Work item = Your task is to copy each line of the material that holds the word "below".

Records supplied =
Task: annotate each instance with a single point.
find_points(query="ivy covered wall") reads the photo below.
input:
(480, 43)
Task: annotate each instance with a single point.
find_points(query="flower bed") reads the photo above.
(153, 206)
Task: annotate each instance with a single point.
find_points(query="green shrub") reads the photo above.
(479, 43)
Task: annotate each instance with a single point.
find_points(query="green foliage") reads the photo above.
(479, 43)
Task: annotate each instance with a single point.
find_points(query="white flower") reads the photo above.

* * *

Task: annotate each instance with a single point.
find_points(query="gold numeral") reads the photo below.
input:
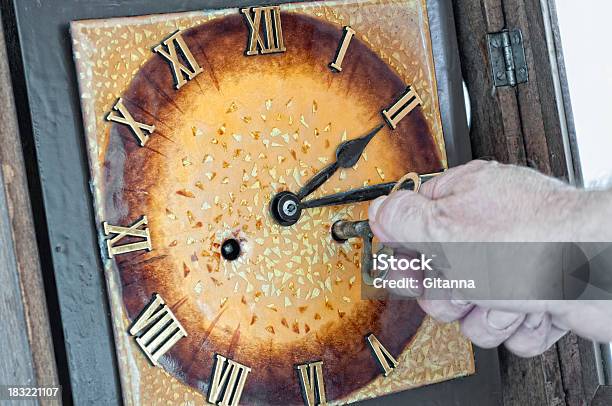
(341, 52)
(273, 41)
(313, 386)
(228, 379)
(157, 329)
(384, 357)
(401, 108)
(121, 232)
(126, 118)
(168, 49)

Task result =
find_points(query="ivy covered wall") reads the photo below.
find_points(query="gold numeral") reads the photo below.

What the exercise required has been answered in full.